EXCERPT PROVIDED ->
Upon receipt of notice of any meeting at which the holders of the preferred stock are entitled to vote, the preferred stock depositary will mail the information contained in the notice of meeting to the record holders of the depositary receipts. Each record holder of these depositary receipts on the record date, which will be the same date as the record date for the preferred stock, will be entitled to instruct the preferred stock depositary as to the exercise of the voting rights pertaining to the amount of preferred stock represented by the holder's depositary shares. The preferred stock depositary will vote the amount of preferred stock represented by the depositary shares in accordance with the instructions, and we will agree to take all reasonable action necessary to enable the preferred stock depositary to do so. The preferred stock depositary will abstain from voting the amount of preferred stock represented by the depositary shares for which it does not receive specific instructions from the holders of depositary receipts evidencing the depositary shares. The preferred stock depositary will not be responsible for any failure to carry out any instruction to vote, or for the manner or effect of any vote made, as long as the action or non-action is in good faith and does not result from the preferred stock depositary's negligence or willful misconduct.

SUPPLIED INFORMATION ->
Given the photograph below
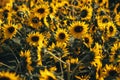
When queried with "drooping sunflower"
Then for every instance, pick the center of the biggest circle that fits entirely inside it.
(102, 21)
(8, 76)
(87, 40)
(117, 8)
(111, 29)
(62, 35)
(110, 71)
(117, 19)
(86, 12)
(35, 39)
(47, 75)
(27, 55)
(41, 10)
(9, 30)
(78, 29)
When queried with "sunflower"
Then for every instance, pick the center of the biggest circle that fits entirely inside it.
(41, 10)
(35, 39)
(117, 8)
(117, 19)
(34, 21)
(85, 77)
(98, 56)
(102, 3)
(59, 49)
(46, 75)
(78, 29)
(62, 35)
(102, 21)
(102, 11)
(4, 3)
(39, 58)
(111, 29)
(8, 76)
(88, 40)
(9, 30)
(110, 71)
(86, 12)
(52, 11)
(27, 55)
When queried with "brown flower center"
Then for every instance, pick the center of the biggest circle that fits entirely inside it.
(118, 9)
(111, 29)
(35, 20)
(105, 20)
(112, 73)
(41, 10)
(84, 13)
(86, 40)
(78, 29)
(100, 1)
(35, 38)
(4, 78)
(50, 78)
(11, 29)
(61, 35)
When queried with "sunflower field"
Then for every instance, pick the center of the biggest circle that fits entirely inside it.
(59, 39)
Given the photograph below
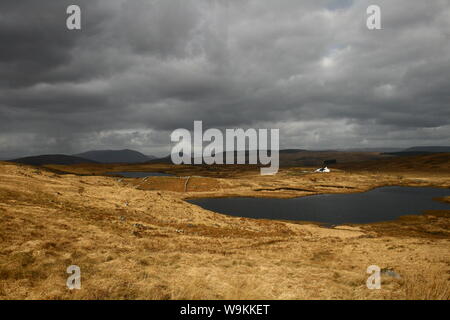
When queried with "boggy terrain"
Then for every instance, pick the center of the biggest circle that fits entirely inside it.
(139, 239)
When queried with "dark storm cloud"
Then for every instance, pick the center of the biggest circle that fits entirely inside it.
(139, 69)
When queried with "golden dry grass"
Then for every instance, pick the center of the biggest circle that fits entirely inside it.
(150, 244)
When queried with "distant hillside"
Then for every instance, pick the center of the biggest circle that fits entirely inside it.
(434, 149)
(416, 151)
(115, 156)
(52, 159)
(436, 162)
(304, 158)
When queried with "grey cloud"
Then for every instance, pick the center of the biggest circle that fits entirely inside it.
(139, 69)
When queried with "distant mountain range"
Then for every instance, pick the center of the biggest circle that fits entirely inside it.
(52, 159)
(95, 156)
(115, 156)
(288, 157)
(415, 151)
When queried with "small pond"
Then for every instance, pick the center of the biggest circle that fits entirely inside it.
(381, 204)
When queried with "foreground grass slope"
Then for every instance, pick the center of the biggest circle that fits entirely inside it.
(133, 241)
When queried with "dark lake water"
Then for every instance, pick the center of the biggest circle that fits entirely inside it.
(382, 204)
(139, 174)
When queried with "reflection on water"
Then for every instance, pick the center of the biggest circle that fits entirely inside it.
(387, 203)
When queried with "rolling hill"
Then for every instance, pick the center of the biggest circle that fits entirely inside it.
(52, 159)
(115, 156)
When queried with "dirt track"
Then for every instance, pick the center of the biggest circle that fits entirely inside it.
(145, 242)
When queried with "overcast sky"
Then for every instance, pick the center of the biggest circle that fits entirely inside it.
(139, 69)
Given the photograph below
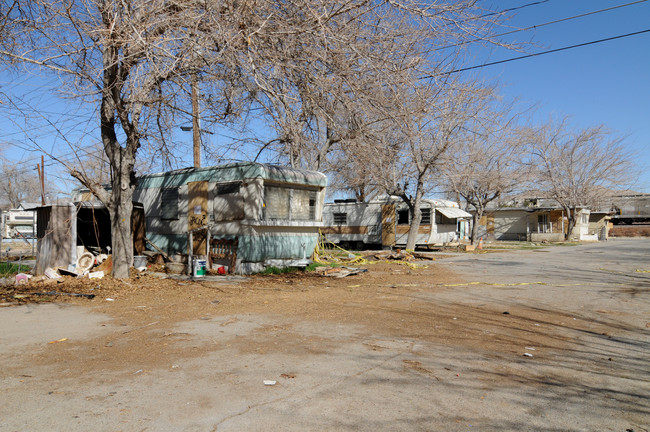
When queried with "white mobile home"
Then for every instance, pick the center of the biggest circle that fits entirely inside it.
(273, 212)
(386, 222)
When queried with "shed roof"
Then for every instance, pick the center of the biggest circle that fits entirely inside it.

EXERCISES TO COMPLETE ->
1. Which lines in the entries contain the word "water"? Collect each of them and copy it in full.
2. Continue the passage on how the preferred stock depositary handles voting, starting after its final sentence.

RESPONSES TO THE EXERCISE ->
1.
When queried with "dark lake water"
When queried with "reflection on water"

2.
Liquidation Preference

In the event that we voluntarily or involuntarily liquidate, dissolve or wind up, the holders of each depositary receipt will be entitled to the fraction of the liquidation preference accorded each share of preferred stock represented by the depositary shares, as specified in the applicable prospectus supplement.

Conversion of Depositary Shares

The depositary shares will not be convertible into common stock or any of our other securities or property, unless we so specify in the applicable prospectus supplement relating to an offering of depositary shares.

Amendment and Termination of the Deposit Agreement

We may amend the form of depositary receipt and any provision of the deposit agreement at any time by agreement with the preferred stock depositary. However, any amendment that imposes or increases any fees, taxes or other charges payable by the holders of depositary receipts, other than taxes and other governmental charges, fees and other expenses payable by the holders as described below under "Charges of Preferred Stock Depositary," or that otherwise prejudices any substantial existing right of holders of depositary receipts, will not take effect as to outstanding depositary receipts until the expiration of 30 days after notice of the amendment has been mailed to the record holders of outstanding depositary receipts.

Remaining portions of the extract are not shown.